Entries from a point annotation set:

## Start

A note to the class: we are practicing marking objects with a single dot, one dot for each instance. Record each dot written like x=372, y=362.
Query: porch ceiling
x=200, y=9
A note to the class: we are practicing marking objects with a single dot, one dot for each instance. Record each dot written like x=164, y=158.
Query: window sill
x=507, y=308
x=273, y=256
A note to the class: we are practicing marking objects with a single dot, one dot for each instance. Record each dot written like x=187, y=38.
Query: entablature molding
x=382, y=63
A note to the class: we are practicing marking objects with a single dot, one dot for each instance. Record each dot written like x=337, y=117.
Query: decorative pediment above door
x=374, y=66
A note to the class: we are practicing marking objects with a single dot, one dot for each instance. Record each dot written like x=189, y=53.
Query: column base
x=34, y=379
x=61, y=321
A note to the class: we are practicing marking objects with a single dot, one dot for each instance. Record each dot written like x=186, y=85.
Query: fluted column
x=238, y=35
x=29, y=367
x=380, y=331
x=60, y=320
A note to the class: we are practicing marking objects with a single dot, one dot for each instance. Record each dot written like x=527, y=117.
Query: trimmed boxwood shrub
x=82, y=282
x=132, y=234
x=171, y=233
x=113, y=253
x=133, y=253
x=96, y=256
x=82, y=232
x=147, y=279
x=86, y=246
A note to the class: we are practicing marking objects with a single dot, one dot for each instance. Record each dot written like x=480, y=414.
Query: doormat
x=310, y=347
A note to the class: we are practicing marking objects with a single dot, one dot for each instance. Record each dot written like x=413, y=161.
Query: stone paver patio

## End
## Start

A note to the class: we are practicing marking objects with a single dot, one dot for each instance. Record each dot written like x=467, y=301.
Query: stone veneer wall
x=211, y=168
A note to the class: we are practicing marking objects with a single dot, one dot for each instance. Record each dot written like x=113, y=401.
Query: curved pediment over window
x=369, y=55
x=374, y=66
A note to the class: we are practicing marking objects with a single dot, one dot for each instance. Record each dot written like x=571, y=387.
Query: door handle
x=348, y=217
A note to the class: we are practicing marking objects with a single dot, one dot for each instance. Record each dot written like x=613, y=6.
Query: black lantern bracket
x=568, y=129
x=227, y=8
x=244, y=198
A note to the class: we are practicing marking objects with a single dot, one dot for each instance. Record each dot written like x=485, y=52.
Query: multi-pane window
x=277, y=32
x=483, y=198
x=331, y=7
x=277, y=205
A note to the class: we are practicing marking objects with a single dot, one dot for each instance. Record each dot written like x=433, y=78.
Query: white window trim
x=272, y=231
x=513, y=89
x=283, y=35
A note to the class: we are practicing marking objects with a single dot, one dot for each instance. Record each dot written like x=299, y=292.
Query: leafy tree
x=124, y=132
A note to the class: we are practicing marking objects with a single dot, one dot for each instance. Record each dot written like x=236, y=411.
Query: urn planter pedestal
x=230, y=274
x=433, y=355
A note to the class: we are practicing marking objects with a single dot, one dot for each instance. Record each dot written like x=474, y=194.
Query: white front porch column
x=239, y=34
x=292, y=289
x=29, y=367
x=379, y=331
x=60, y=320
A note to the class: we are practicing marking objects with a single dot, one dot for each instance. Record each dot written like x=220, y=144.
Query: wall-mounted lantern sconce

## End

→ EXERCISE PROMPT
Rewrite the listing lines starting with the line that contains "like x=337, y=117." and stopping after the line that contains "x=61, y=321", with "decorative pediment" updated to "ornamental pediment" and everything else left as it is.

→ RESULT OF THE TASK
A note to the class: we are practicing marking objects with a single dot, one dot for each instance. Record each dot written like x=337, y=117.
Query: ornamental pediment above door
x=374, y=66
A note to the class: we are practicing marking objects with a single dot, one dot for each instance. Record each dot written like x=189, y=53.
Query: column base
x=34, y=379
x=61, y=321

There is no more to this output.